__Your objective__.
Write the next part of the post about treating a room with foam stacks for anechoic testing, picking up right after its last sentence.

__Given text__.
So for the testing, I can put the room into anechoic mode, at least i hope i can with these stacks for foam strips i can pile into tall towers... basically all these extremely firm 6 X 24 inch polyester foam offcuts - the results of the stacks being about 6 inches thick and can pile all the way up.. i can do this all around the room in a few lanes and only lose about 9 inches of the footprint if i do a basic wall treatment behind these on the wall first, pile those strips in front, and then with some large 8 foot tall acoustic panels leaning on them on the front side to keep them in place from tipping over into the room. Will also bass trap two corners with a full triangle fill behind corner fabric panel covers.

But i was wondering if this treatment is enough going all the way around to be able to make everything extremely flat in a dead way for the room response to be used as a valid anechoic testing room? the room has large storefront windows and hollow drywall, each of which will be covered with that first inch or more layer of paneling of extreme firm foam first, and am hoping that the windows and hollow drywall behind all the stacks of extreme density foam to each 'helmholtz out' some different bass frequencies depending on their resonances, hopefully with some good luck to cancel stuff out, but I am not counting on it hence the very thick treatment regardless. I just hope to get lucky there. Ceiling is ceiling tiles drop ceiling [will replace with new acoustic ceiling tiles i found... ] but with tons of the same type of extreme polyester foam up above the tiles there on top of them creating some low frequency trapping. hopefully Modally this room does not sound bad at all there doesnt appear to be any major audible modal buildup other than basic reflection issues untreated.

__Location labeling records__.
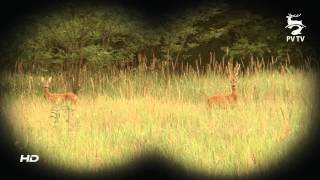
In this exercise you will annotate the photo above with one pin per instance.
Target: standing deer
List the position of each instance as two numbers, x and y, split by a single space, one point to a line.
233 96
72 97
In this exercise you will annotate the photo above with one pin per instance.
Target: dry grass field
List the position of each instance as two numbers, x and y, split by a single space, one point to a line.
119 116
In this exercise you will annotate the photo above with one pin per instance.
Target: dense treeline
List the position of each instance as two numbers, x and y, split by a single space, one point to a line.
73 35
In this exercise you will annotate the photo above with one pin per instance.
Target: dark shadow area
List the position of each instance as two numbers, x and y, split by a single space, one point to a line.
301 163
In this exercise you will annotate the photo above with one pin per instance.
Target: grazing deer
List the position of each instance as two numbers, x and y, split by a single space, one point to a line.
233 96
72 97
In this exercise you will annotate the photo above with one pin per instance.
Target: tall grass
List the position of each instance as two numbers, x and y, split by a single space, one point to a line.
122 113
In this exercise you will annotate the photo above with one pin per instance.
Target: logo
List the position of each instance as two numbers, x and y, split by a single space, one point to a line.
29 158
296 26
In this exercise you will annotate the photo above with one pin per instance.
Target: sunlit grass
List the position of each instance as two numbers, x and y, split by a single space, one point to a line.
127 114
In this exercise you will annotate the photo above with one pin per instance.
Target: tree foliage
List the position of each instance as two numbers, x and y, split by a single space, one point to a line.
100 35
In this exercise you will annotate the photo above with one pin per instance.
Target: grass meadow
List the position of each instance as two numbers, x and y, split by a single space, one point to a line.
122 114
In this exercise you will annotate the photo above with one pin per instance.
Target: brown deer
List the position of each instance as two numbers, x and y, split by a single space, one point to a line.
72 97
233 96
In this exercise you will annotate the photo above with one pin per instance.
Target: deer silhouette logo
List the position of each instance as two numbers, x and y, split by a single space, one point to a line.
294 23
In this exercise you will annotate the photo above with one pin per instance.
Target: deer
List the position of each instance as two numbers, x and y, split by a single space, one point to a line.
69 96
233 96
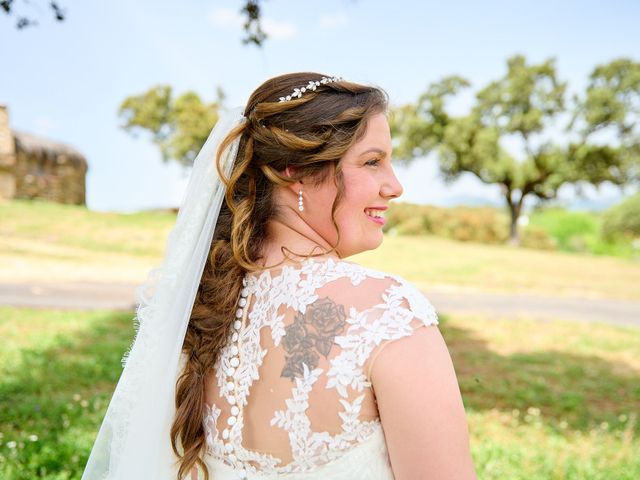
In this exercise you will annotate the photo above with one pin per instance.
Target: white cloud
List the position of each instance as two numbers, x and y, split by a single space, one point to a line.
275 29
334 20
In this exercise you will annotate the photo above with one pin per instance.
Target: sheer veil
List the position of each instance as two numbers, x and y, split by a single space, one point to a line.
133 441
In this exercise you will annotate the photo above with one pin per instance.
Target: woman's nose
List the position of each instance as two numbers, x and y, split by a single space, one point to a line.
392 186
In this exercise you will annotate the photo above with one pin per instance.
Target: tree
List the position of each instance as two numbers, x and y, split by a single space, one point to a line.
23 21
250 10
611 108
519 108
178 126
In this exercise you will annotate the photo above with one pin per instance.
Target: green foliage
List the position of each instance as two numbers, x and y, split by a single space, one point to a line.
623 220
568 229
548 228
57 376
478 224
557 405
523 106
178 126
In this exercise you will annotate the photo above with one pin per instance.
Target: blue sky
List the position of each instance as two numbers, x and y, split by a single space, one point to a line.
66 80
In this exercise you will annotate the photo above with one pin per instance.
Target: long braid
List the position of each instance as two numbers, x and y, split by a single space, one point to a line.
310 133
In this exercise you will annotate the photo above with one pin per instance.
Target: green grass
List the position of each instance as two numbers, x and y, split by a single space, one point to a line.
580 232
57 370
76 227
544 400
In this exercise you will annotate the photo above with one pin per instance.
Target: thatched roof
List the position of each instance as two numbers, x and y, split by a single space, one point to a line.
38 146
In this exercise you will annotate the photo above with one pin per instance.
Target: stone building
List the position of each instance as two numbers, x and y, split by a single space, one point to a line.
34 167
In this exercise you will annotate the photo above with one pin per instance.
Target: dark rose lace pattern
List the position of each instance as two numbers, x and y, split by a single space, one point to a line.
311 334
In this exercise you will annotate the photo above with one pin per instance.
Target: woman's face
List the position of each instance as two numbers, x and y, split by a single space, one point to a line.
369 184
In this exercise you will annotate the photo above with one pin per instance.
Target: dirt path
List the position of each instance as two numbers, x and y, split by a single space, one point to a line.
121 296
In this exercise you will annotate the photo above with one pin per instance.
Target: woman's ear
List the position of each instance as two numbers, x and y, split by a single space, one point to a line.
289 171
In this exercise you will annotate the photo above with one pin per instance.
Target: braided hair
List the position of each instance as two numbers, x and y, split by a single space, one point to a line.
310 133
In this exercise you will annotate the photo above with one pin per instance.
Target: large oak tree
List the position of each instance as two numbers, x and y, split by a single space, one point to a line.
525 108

__Solved problem__.
room is 107 tall (but about double if the ceiling tiles don't really 'count'. above the ceiling tiles is a bunch of the same foam.
the length is 172 and width is 124 and there is an angled notch in the corner with the 90 degree sides being about 55 x 55 removed out of the room with that angle.

My question is is it possible to do accurate FRD files in such a room for both the close and 1M measurements? I'll certainly run some sweeps through the room to see what the plots look like. but will go all out like this only if you guys think its worth to even set this thing up to begin with.

And as i was saying, i guess when i remove the stacks. im trying to create some very uniquely shaped speakers for this room when the room is converted to being used for the sound listening (and healing) experience.

The rest of the room would be the bean bags for the 3 sitting positions with only the center beanbag getting the most optimized stereo listening experience. The stacks of 6 x 24 x 1,5 extreme density foam strips I have no shortage of for piling everywhere as I get them every month and I sell them. I have huge piles of this stuff so I may as well use them for something when I am not selling them.

Do any of you think its possible to get a proper testing room before I go for all this? Because its hard to get FRD files for alot of speaker brands. And even then i wouldn't trust them as I would want to make my own because with some of these brands you simply never know how well they were tested and where.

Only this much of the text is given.